## Requirement
Among the entries below, how many lines have the word "fence"? Answer only with the number.

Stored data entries

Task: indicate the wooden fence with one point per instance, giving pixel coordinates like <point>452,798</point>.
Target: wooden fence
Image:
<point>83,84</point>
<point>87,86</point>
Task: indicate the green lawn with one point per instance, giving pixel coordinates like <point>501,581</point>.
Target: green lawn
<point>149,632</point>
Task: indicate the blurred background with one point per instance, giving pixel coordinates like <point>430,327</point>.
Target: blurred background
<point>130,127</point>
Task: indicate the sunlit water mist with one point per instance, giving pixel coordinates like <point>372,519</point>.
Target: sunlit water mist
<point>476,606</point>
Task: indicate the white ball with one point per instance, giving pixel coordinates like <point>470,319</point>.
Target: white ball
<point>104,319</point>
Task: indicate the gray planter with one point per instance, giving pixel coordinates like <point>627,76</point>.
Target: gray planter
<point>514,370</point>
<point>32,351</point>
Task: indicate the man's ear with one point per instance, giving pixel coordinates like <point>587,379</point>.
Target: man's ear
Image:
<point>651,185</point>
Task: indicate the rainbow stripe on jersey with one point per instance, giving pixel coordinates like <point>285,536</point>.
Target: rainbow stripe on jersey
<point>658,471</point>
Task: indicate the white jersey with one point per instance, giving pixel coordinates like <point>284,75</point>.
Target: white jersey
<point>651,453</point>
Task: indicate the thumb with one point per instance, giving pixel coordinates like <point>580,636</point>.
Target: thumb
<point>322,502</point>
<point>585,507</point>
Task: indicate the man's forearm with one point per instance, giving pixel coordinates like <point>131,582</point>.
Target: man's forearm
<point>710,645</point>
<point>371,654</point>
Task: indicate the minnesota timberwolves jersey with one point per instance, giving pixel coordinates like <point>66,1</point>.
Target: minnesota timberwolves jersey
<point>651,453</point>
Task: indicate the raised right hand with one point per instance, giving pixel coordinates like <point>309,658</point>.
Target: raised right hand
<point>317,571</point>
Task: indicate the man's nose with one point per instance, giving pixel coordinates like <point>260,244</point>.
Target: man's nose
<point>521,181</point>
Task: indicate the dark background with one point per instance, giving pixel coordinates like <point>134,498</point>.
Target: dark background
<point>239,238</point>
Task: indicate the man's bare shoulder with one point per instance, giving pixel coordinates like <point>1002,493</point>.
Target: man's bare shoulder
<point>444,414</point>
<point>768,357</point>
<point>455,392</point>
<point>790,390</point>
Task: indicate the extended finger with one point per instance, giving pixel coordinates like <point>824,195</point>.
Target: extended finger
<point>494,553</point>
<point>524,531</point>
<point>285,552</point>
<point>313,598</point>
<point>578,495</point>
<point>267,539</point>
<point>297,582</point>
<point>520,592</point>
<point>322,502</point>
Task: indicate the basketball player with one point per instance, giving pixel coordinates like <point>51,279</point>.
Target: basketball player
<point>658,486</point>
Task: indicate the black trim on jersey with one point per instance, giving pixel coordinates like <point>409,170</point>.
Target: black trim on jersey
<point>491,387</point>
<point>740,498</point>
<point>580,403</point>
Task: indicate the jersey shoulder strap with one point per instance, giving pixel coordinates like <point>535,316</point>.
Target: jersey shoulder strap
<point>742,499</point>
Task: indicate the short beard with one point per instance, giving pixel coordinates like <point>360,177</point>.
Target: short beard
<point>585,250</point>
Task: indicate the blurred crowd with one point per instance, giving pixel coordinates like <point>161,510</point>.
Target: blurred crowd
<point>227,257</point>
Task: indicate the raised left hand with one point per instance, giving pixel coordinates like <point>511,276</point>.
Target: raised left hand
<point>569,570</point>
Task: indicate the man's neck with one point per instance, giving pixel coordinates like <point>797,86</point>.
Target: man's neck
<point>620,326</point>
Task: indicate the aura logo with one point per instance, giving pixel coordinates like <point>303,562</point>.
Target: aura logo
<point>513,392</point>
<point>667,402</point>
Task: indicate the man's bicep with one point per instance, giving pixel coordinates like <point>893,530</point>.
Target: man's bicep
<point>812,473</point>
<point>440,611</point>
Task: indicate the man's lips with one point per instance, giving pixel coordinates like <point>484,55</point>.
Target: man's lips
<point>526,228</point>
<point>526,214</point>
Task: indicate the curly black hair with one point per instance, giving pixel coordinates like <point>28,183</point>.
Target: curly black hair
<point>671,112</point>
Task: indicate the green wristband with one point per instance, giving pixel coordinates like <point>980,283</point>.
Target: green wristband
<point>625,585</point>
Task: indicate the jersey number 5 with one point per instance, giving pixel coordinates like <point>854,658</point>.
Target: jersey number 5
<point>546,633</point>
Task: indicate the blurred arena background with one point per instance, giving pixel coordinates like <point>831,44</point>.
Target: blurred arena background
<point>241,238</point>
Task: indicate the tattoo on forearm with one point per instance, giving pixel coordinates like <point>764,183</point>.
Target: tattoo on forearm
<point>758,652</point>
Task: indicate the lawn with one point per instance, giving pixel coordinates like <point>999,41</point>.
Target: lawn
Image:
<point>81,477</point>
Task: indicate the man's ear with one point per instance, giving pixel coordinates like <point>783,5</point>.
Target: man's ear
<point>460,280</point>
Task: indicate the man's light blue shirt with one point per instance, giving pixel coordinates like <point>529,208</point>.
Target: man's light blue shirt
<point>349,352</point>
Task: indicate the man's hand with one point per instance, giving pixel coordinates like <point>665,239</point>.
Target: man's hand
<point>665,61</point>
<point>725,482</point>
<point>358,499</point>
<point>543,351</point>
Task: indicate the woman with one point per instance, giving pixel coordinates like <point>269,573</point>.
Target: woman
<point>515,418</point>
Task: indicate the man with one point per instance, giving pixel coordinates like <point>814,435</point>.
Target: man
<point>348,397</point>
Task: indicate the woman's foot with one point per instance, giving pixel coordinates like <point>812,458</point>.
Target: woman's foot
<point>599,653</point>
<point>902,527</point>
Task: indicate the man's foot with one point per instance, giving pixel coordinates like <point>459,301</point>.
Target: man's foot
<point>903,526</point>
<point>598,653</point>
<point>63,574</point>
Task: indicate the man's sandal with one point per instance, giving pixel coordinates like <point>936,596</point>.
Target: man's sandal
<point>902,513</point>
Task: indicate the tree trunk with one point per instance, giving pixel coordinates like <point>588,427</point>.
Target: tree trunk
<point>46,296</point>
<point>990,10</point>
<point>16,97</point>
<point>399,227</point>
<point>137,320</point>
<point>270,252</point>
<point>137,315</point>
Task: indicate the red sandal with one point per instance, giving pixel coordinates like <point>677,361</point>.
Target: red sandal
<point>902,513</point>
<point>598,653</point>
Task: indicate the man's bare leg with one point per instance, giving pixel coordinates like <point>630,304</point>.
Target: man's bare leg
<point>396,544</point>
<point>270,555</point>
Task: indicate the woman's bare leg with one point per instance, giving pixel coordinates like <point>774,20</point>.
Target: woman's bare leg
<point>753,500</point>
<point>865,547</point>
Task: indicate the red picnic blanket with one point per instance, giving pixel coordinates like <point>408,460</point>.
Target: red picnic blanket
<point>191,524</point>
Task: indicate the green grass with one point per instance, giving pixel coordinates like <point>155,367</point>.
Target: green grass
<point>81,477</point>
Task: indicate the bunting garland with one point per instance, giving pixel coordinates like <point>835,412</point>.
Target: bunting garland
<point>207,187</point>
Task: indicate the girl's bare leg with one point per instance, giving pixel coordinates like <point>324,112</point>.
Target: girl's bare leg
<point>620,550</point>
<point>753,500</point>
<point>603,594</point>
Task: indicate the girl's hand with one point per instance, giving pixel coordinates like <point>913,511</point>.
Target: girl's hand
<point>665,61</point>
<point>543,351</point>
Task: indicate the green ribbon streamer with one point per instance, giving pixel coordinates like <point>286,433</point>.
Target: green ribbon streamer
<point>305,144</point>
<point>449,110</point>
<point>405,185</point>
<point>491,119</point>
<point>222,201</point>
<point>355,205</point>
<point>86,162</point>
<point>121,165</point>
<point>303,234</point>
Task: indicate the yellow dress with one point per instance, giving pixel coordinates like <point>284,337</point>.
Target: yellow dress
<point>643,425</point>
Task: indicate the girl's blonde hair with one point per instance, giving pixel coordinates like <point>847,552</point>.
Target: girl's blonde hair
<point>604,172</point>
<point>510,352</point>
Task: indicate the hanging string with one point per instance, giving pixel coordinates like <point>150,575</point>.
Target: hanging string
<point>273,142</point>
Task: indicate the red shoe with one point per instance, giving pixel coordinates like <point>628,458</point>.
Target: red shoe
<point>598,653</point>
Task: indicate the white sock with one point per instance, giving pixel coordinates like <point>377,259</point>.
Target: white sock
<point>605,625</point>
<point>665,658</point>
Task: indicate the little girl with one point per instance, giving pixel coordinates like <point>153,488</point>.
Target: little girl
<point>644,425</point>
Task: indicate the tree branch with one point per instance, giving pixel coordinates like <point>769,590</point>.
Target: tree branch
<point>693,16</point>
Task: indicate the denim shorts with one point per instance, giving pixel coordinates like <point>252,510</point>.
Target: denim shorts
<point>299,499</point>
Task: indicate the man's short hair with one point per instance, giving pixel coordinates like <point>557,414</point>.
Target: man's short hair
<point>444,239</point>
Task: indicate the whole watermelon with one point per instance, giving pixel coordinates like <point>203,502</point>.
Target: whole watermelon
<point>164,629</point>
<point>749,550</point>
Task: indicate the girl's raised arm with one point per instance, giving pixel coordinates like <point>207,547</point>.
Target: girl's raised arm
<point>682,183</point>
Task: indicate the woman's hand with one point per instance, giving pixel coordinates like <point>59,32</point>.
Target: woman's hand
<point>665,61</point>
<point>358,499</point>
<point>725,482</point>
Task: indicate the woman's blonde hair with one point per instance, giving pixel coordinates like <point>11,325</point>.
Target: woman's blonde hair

## Exercise solution
2